══ INPUT MATERIAL
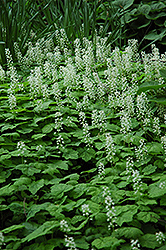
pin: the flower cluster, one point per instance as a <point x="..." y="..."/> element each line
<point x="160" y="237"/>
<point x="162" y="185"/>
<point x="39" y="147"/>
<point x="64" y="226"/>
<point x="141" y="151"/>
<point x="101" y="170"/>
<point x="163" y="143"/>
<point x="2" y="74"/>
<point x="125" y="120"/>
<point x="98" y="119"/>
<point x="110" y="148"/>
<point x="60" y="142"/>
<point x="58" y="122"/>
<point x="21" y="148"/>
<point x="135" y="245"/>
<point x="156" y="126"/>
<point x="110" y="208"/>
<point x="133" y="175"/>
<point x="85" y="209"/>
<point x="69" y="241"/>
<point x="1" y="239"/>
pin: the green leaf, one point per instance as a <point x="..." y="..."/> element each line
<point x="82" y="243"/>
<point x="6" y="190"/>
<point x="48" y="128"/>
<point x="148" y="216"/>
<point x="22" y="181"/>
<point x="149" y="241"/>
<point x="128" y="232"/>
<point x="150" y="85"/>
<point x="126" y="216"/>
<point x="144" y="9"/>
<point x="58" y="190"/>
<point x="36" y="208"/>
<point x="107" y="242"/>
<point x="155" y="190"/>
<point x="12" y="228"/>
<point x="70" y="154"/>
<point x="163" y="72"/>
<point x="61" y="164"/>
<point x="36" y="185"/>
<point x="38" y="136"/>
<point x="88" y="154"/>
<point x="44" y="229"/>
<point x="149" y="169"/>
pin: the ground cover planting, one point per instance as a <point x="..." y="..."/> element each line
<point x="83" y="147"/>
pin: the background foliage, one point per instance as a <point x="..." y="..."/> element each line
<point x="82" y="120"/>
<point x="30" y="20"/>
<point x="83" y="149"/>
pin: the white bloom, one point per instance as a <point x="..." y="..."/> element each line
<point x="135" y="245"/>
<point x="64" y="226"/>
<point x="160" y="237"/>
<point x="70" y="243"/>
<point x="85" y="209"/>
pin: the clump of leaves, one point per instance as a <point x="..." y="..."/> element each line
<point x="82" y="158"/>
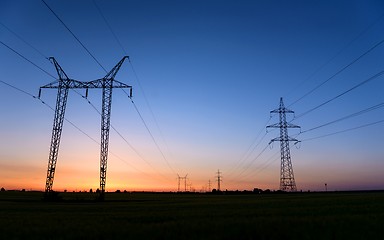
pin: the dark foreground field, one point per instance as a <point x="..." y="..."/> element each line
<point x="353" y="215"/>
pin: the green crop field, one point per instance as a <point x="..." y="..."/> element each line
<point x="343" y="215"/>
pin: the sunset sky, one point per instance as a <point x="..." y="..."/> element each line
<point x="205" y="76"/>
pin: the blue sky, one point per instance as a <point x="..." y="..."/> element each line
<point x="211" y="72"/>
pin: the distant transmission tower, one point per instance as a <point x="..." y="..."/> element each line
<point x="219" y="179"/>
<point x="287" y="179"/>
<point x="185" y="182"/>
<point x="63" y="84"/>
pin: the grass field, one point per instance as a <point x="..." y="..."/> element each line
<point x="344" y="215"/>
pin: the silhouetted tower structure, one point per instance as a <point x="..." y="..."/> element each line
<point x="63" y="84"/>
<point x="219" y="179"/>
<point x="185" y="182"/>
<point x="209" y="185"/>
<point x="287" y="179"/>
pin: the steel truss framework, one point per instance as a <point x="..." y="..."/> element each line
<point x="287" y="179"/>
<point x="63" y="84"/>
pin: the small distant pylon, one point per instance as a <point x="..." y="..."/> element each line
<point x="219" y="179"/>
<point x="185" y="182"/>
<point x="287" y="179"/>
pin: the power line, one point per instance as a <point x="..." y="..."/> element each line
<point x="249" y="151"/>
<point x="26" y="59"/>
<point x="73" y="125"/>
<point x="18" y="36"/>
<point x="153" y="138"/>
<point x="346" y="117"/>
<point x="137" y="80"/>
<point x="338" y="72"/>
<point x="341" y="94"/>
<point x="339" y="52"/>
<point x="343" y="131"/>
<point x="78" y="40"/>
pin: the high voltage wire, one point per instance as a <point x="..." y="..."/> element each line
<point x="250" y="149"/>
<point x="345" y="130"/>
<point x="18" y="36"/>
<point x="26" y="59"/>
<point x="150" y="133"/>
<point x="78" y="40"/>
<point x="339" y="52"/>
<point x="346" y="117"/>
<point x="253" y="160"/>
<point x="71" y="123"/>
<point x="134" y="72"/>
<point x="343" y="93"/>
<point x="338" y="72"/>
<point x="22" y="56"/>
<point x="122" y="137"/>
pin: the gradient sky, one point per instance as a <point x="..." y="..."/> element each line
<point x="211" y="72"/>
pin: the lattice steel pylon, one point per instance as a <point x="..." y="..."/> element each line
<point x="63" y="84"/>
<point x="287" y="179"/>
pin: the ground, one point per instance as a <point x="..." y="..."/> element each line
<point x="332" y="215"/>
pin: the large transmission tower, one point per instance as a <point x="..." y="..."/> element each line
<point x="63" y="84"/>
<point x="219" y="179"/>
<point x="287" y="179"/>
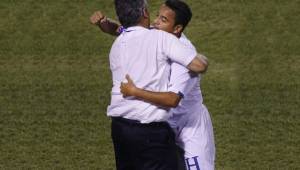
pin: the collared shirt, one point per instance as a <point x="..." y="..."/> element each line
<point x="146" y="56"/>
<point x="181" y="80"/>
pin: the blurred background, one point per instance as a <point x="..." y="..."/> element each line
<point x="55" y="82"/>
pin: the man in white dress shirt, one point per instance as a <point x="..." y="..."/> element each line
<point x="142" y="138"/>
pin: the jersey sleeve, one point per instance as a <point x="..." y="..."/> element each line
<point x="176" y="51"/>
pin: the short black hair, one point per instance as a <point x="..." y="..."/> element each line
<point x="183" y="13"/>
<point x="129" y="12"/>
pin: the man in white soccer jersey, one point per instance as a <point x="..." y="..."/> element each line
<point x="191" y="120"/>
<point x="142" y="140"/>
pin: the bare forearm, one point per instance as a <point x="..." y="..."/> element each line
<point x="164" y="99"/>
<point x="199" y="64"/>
════
_DIRECTION_. Every line above should be returned word for word, with the pictures left behind.

_CORRECT ANSWER_.
pin: the flower cluster, one point per instance as a <point x="..." y="..."/> element each line
<point x="160" y="237"/>
<point x="162" y="185"/>
<point x="39" y="147"/>
<point x="64" y="226"/>
<point x="141" y="151"/>
<point x="101" y="170"/>
<point x="163" y="143"/>
<point x="2" y="74"/>
<point x="125" y="120"/>
<point x="98" y="119"/>
<point x="110" y="148"/>
<point x="60" y="142"/>
<point x="58" y="122"/>
<point x="21" y="148"/>
<point x="135" y="245"/>
<point x="156" y="126"/>
<point x="110" y="208"/>
<point x="133" y="175"/>
<point x="85" y="209"/>
<point x="69" y="241"/>
<point x="1" y="239"/>
pin: the green leaf, one point per instance as a <point x="..." y="..."/> element each line
<point x="82" y="243"/>
<point x="6" y="190"/>
<point x="48" y="128"/>
<point x="148" y="216"/>
<point x="22" y="181"/>
<point x="149" y="241"/>
<point x="128" y="232"/>
<point x="150" y="85"/>
<point x="126" y="216"/>
<point x="144" y="9"/>
<point x="58" y="190"/>
<point x="36" y="208"/>
<point x="107" y="242"/>
<point x="155" y="190"/>
<point x="12" y="228"/>
<point x="70" y="154"/>
<point x="163" y="72"/>
<point x="61" y="164"/>
<point x="36" y="185"/>
<point x="38" y="136"/>
<point x="88" y="154"/>
<point x="44" y="229"/>
<point x="149" y="169"/>
pin: the ground cover planting, one point per instance as a <point x="..." y="..."/> element each line
<point x="83" y="147"/>
pin: the background foliage, one point per instance as a <point x="..." y="..."/> element each line
<point x="82" y="120"/>
<point x="30" y="20"/>
<point x="83" y="149"/>
pin: the white bloom, one point per instance as a <point x="..." y="..."/> element each line
<point x="135" y="245"/>
<point x="64" y="226"/>
<point x="160" y="237"/>
<point x="70" y="243"/>
<point x="85" y="209"/>
pin: the clump of leaves, one point per instance as a <point x="..." y="..."/> element each line
<point x="82" y="158"/>
pin: the dark foreground field, one point per instance as a <point x="..." y="..."/> element each line
<point x="353" y="215"/>
pin: the green crop field, one point per instance as a <point x="..." y="..."/> element each line
<point x="343" y="215"/>
pin: the sunset sky, one point per instance as a <point x="..." y="..."/> element each line
<point x="205" y="76"/>
pin: the blue sky, one point per instance as a <point x="..." y="..."/> element each line
<point x="211" y="72"/>
pin: the distant transmission tower, one point per instance as a <point x="..." y="..."/> element each line
<point x="219" y="179"/>
<point x="287" y="179"/>
<point x="185" y="182"/>
<point x="63" y="84"/>
pin: the grass field, one point per instance as a <point x="..." y="..."/> element each line
<point x="344" y="215"/>
pin: the silhouetted tower structure, one point per instance as a <point x="..." y="..."/> element each line
<point x="63" y="84"/>
<point x="219" y="179"/>
<point x="185" y="182"/>
<point x="209" y="185"/>
<point x="287" y="179"/>
pin: the steel truss framework, one point per instance as a <point x="..." y="..."/> element each line
<point x="287" y="179"/>
<point x="63" y="84"/>
pin: the small distant pylon, one point per instance as a <point x="..." y="..."/> element each line
<point x="219" y="179"/>
<point x="185" y="182"/>
<point x="287" y="179"/>
pin: the power line, one point per instance as a <point x="..." y="..."/> element each line
<point x="249" y="151"/>
<point x="26" y="59"/>
<point x="73" y="125"/>
<point x="18" y="36"/>
<point x="153" y="138"/>
<point x="346" y="117"/>
<point x="137" y="80"/>
<point x="338" y="72"/>
<point x="341" y="94"/>
<point x="339" y="52"/>
<point x="343" y="131"/>
<point x="78" y="40"/>
pin: the high voltage wire, one point per instance as a <point x="..." y="..."/> element each line
<point x="250" y="149"/>
<point x="345" y="130"/>
<point x="18" y="36"/>
<point x="26" y="59"/>
<point x="150" y="133"/>
<point x="78" y="40"/>
<point x="339" y="52"/>
<point x="346" y="117"/>
<point x="253" y="160"/>
<point x="71" y="123"/>
<point x="134" y="72"/>
<point x="343" y="93"/>
<point x="338" y="72"/>
<point x="22" y="56"/>
<point x="122" y="137"/>
pin: the gradient sky, one point per instance as a <point x="..." y="..."/> element each line
<point x="211" y="72"/>
pin: the lattice steel pylon, one point per instance as a <point x="..." y="..."/> element each line
<point x="63" y="84"/>
<point x="287" y="179"/>
pin: the ground, one point per instance as a <point x="..." y="..."/> element each line
<point x="332" y="215"/>
pin: the large transmission tower, one point per instance as a <point x="..." y="..."/> element each line
<point x="63" y="84"/>
<point x="219" y="179"/>
<point x="287" y="179"/>
pin: the collared shirt, one point per instance as a <point x="..." y="..."/> element each line
<point x="146" y="56"/>
<point x="181" y="80"/>
pin: the blurred background, one point per instance as a <point x="..." y="..."/> element each line
<point x="55" y="82"/>
pin: the man in white dress shirt, one point per instance as a <point x="..." y="..."/> element each line
<point x="142" y="138"/>
pin: the jersey sleeve, one point per instance as a <point x="..." y="..."/> element each line
<point x="176" y="51"/>
pin: the short black hair, one point per instance as a <point x="..." y="..."/> element each line
<point x="183" y="13"/>
<point x="129" y="12"/>
pin: the man in white soccer jersey, one point per instance as a <point x="..." y="..."/> element each line
<point x="191" y="120"/>
<point x="142" y="140"/>
pin: the bare forearm, one point per instance as a <point x="..." y="..."/> element each line
<point x="164" y="99"/>
<point x="199" y="64"/>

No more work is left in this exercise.